WORK INSTRUCTIONS: Transcribe the entries below word for word, beginning at the line with "of the gray" and stopping after the line with "x=337, y=11"; drop all pictures.

(Stored data entries)

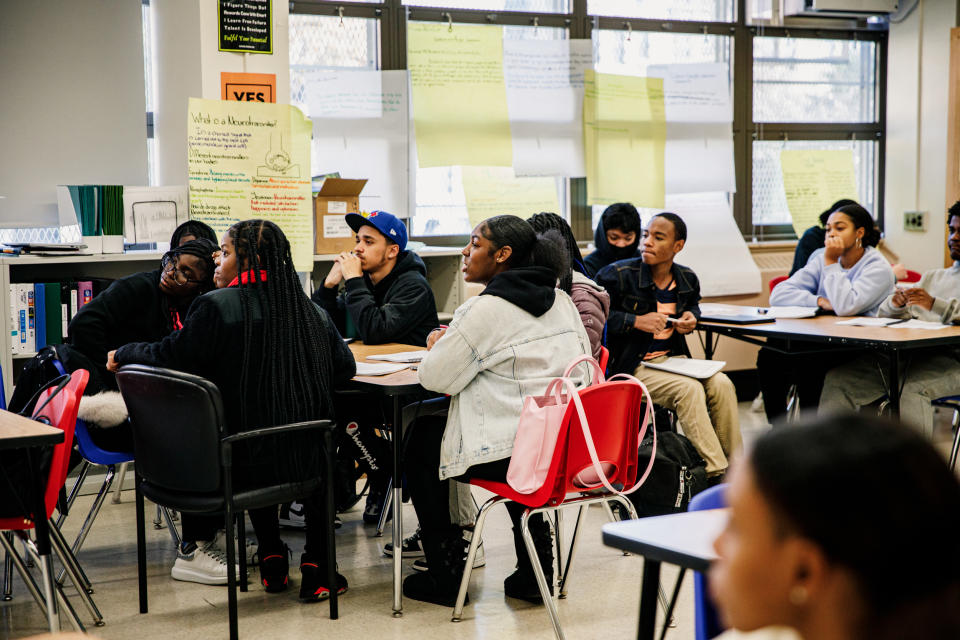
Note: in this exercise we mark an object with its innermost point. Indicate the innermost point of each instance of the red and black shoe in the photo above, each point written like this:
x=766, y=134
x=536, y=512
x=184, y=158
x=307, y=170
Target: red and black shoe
x=274, y=570
x=313, y=581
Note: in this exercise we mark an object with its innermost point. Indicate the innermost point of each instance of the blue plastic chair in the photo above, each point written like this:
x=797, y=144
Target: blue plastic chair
x=706, y=619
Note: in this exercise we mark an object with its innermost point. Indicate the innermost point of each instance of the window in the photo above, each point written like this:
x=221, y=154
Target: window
x=806, y=87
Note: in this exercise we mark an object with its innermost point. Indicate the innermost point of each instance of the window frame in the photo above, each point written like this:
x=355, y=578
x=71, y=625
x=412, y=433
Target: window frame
x=393, y=16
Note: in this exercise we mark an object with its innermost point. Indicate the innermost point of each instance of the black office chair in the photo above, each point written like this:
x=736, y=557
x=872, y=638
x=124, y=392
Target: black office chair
x=184, y=457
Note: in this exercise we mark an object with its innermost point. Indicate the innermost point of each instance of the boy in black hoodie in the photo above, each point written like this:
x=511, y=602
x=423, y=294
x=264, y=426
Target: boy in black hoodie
x=616, y=238
x=388, y=299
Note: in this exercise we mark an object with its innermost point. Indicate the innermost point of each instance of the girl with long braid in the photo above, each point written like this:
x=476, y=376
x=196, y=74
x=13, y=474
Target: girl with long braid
x=276, y=357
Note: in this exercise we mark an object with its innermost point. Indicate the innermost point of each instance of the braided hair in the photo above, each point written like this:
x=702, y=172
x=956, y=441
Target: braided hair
x=294, y=382
x=543, y=222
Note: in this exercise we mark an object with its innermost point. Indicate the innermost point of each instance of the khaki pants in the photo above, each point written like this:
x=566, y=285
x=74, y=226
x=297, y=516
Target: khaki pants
x=706, y=409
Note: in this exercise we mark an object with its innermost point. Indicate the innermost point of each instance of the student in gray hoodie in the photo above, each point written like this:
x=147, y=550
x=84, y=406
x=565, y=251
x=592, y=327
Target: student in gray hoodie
x=931, y=374
x=848, y=277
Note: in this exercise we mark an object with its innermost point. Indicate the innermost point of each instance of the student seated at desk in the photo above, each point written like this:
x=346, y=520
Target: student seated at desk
x=501, y=346
x=929, y=374
x=616, y=237
x=592, y=301
x=848, y=277
x=271, y=368
x=387, y=297
x=654, y=304
x=841, y=529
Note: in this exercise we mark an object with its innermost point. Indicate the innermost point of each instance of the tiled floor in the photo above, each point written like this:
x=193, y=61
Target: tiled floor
x=603, y=594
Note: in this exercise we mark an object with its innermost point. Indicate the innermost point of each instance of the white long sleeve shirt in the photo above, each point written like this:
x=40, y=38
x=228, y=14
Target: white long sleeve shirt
x=856, y=291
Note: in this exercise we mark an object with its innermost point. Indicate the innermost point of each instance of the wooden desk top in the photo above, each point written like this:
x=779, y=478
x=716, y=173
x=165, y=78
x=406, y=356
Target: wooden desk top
x=17, y=432
x=684, y=539
x=826, y=329
x=400, y=381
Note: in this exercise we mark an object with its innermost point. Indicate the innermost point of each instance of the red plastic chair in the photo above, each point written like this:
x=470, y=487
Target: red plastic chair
x=613, y=412
x=60, y=412
x=775, y=281
x=912, y=276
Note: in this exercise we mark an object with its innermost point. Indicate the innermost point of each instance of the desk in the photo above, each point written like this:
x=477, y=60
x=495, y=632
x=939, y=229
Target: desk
x=393, y=386
x=684, y=539
x=17, y=432
x=825, y=330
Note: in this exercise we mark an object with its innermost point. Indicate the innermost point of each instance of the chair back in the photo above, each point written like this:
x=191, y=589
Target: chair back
x=613, y=416
x=177, y=423
x=775, y=281
x=61, y=412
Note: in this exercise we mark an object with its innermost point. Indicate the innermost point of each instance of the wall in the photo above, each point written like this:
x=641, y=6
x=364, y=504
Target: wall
x=923, y=39
x=189, y=65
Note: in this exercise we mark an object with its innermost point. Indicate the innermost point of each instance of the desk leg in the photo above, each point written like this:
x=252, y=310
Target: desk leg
x=397, y=509
x=648, y=599
x=43, y=540
x=893, y=379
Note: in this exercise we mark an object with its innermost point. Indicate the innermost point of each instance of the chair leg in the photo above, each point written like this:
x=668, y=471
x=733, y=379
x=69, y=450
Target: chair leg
x=564, y=574
x=6, y=541
x=385, y=509
x=141, y=549
x=168, y=515
x=956, y=438
x=329, y=515
x=538, y=572
x=119, y=487
x=72, y=567
x=7, y=570
x=81, y=476
x=471, y=554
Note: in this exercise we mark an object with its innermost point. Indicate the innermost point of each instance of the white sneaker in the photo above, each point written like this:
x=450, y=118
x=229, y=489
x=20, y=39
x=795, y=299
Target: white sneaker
x=206, y=565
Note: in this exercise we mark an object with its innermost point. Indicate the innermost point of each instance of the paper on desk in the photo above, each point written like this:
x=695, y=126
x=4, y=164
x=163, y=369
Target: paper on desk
x=375, y=369
x=403, y=356
x=792, y=312
x=868, y=322
x=690, y=367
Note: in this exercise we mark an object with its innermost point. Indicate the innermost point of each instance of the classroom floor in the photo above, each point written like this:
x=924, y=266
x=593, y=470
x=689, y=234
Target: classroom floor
x=603, y=596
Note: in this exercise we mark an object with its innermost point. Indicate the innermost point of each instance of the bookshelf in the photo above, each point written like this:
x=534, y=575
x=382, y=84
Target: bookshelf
x=443, y=273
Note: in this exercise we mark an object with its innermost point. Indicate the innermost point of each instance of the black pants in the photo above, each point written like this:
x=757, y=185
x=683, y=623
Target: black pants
x=779, y=371
x=266, y=526
x=430, y=495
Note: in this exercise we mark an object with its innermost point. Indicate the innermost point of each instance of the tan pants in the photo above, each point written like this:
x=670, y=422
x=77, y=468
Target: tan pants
x=706, y=409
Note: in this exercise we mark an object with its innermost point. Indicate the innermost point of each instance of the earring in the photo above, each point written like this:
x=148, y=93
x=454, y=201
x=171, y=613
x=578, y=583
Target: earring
x=798, y=595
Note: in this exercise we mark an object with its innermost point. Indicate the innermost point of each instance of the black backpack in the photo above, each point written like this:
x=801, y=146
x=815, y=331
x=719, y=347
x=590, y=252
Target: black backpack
x=678, y=474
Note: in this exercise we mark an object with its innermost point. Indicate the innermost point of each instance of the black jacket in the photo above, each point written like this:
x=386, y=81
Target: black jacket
x=632, y=293
x=399, y=308
x=606, y=253
x=210, y=345
x=132, y=309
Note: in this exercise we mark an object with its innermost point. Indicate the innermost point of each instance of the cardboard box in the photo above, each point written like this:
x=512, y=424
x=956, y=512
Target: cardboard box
x=336, y=198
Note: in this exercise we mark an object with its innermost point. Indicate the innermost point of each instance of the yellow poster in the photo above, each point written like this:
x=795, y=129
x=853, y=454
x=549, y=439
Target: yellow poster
x=492, y=191
x=252, y=160
x=459, y=96
x=813, y=180
x=625, y=133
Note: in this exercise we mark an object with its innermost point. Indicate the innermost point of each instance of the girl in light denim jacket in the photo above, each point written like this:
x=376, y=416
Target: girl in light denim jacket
x=848, y=277
x=501, y=346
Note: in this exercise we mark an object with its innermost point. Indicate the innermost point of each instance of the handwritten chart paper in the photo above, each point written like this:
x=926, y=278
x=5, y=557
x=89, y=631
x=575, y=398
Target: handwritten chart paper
x=545, y=100
x=624, y=138
x=699, y=151
x=813, y=180
x=459, y=96
x=252, y=160
x=492, y=191
x=360, y=129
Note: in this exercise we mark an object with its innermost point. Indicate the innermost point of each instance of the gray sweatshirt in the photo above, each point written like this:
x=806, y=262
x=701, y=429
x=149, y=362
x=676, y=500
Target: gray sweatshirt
x=856, y=291
x=944, y=286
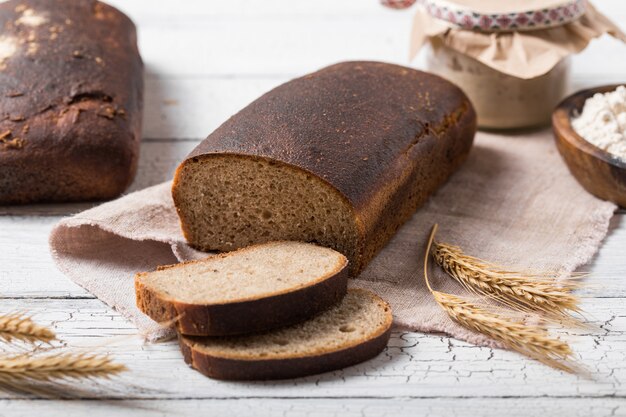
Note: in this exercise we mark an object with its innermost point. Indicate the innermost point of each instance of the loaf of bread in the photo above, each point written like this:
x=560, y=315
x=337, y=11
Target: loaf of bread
x=341, y=157
x=355, y=330
x=71, y=98
x=250, y=290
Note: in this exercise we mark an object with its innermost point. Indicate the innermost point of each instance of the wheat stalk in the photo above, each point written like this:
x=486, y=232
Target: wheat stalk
x=519, y=290
x=531, y=340
x=59, y=366
x=20, y=327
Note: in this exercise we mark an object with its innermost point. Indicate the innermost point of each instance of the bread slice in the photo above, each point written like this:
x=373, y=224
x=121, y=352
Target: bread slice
x=350, y=332
x=250, y=290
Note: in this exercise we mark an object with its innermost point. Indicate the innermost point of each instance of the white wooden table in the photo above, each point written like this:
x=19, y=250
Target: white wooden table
x=205, y=59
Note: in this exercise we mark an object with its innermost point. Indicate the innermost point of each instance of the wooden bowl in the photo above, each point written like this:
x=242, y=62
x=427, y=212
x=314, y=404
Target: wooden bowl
x=601, y=173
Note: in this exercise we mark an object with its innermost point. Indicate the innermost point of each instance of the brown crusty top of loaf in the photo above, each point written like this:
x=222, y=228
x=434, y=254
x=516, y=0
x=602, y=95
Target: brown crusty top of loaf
x=71, y=86
x=376, y=110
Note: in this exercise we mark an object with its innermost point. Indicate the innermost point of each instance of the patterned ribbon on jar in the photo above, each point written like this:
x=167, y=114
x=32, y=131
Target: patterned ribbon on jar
x=465, y=18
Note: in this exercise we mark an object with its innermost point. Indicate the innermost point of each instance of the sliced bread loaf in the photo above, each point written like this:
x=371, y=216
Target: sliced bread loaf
x=250, y=290
x=342, y=157
x=350, y=332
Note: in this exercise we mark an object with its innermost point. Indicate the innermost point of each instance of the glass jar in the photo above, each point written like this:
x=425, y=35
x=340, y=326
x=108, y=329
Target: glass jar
x=501, y=101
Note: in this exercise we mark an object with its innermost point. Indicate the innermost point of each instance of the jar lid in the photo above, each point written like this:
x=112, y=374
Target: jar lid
x=498, y=15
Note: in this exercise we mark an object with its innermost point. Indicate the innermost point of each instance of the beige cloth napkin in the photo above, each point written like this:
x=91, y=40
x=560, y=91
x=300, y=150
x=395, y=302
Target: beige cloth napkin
x=513, y=202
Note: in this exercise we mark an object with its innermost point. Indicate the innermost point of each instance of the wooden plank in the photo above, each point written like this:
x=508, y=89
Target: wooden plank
x=232, y=39
x=26, y=269
x=354, y=407
x=414, y=365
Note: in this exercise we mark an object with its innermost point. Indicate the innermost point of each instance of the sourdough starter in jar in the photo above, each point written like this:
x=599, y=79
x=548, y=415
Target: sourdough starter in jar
x=501, y=101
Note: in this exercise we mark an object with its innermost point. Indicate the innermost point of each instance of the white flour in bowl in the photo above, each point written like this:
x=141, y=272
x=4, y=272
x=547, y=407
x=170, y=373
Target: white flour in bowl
x=603, y=121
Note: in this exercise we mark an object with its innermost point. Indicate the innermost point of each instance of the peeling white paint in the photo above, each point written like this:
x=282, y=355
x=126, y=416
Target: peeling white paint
x=8, y=48
x=30, y=18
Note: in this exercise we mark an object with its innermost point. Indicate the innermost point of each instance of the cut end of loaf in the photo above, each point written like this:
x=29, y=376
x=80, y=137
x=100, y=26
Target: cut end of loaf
x=227, y=202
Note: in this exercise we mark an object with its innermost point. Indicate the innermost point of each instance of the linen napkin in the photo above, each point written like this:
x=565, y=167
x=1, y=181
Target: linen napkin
x=513, y=202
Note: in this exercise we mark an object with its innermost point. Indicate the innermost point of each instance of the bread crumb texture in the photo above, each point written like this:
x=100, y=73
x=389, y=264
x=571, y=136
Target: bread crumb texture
x=247, y=274
x=360, y=317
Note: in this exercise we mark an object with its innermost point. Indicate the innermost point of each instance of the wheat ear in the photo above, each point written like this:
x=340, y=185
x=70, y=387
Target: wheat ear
x=528, y=292
x=20, y=327
x=531, y=340
x=60, y=366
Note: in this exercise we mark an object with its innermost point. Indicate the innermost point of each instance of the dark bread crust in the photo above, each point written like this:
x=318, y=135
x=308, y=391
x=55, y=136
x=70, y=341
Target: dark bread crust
x=71, y=98
x=250, y=316
x=384, y=136
x=241, y=369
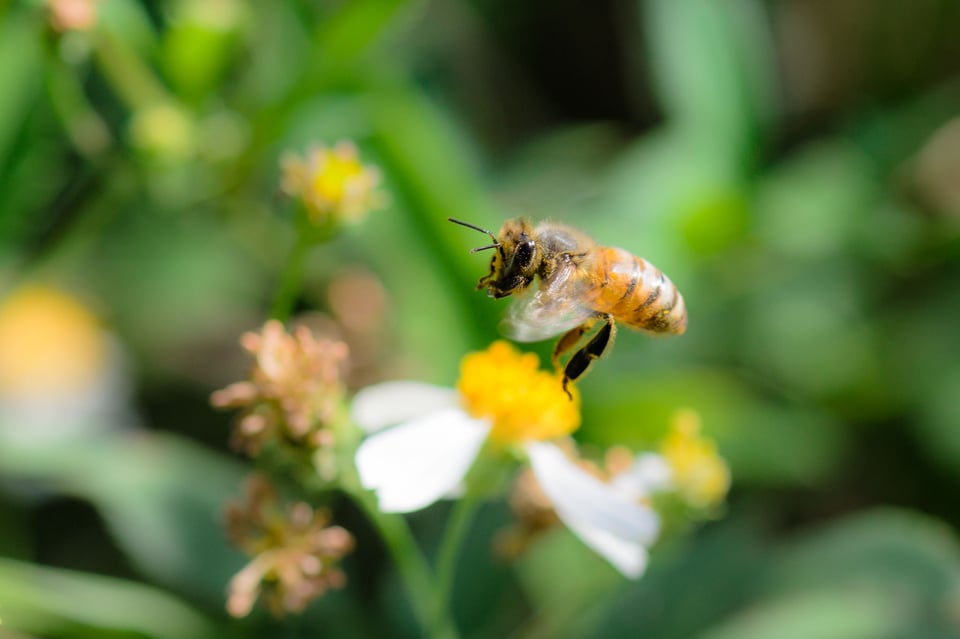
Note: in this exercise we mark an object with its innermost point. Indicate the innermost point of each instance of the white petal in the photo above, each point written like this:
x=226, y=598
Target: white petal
x=390, y=403
x=615, y=526
x=413, y=465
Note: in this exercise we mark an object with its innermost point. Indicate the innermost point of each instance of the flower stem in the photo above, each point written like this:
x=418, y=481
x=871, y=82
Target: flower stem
x=411, y=564
x=292, y=278
x=457, y=526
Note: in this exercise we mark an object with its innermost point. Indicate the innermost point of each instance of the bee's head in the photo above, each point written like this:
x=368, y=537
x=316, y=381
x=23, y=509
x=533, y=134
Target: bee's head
x=515, y=261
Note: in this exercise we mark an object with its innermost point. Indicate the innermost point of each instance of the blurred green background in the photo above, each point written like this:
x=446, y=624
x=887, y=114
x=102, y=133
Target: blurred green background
x=793, y=165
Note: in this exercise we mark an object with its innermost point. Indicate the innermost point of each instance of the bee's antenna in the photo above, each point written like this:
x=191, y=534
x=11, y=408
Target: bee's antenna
x=477, y=228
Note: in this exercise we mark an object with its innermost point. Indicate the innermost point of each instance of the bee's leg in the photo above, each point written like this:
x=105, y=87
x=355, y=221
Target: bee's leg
x=592, y=350
x=569, y=340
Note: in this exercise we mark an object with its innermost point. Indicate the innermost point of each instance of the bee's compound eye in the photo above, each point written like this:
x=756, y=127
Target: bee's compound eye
x=524, y=255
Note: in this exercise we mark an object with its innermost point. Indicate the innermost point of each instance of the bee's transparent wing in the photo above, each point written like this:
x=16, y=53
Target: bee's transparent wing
x=554, y=308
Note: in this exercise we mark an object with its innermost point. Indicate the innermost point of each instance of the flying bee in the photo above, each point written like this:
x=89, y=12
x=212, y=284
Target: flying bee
x=581, y=284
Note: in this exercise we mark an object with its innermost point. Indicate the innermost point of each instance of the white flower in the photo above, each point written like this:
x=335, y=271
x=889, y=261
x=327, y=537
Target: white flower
x=423, y=443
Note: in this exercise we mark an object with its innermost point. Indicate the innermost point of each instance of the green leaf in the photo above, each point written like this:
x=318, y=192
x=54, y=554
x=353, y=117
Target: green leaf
x=64, y=603
x=710, y=63
x=763, y=441
x=21, y=66
x=161, y=497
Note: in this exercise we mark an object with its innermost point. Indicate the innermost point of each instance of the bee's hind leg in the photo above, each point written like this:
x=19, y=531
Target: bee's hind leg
x=569, y=340
x=594, y=349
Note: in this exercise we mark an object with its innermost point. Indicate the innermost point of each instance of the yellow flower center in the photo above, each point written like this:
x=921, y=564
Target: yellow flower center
x=334, y=173
x=700, y=473
x=49, y=343
x=332, y=183
x=523, y=403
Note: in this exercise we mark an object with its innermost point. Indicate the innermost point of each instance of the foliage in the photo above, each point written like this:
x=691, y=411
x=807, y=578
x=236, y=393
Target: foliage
x=791, y=165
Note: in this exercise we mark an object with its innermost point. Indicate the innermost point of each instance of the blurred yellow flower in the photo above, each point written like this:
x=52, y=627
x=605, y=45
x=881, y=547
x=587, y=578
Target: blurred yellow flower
x=698, y=472
x=522, y=402
x=332, y=183
x=50, y=344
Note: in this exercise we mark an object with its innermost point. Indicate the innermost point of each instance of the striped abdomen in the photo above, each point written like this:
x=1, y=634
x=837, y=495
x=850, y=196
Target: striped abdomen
x=636, y=292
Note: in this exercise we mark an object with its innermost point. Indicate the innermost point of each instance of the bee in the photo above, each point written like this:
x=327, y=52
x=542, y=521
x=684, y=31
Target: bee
x=581, y=285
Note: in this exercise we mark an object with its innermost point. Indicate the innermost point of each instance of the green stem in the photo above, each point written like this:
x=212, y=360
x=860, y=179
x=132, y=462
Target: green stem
x=457, y=526
x=128, y=75
x=292, y=278
x=411, y=564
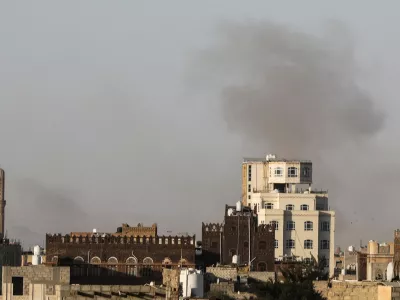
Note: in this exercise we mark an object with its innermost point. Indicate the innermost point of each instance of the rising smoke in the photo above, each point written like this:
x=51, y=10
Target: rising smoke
x=297, y=95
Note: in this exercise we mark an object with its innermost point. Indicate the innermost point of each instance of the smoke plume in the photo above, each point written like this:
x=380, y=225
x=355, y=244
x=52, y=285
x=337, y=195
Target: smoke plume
x=297, y=95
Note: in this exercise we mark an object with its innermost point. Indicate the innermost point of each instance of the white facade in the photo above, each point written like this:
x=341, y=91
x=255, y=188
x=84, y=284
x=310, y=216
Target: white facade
x=280, y=190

EXERCISE RESULT:
Note: in this exercise we mark an object with its innermost point. Indicate the innermost point of each instance of the gray sweatshirt in the photo above, each point written like this:
x=806, y=262
x=701, y=429
x=149, y=362
x=676, y=500
Target: gray sweatshirt
x=856, y=291
x=944, y=286
Note: in this exercise we mark an object with its innermost point. Indicate the innermost point of each instance of the loaf of bread in the photo above, each point written like this:
x=560, y=315
x=337, y=11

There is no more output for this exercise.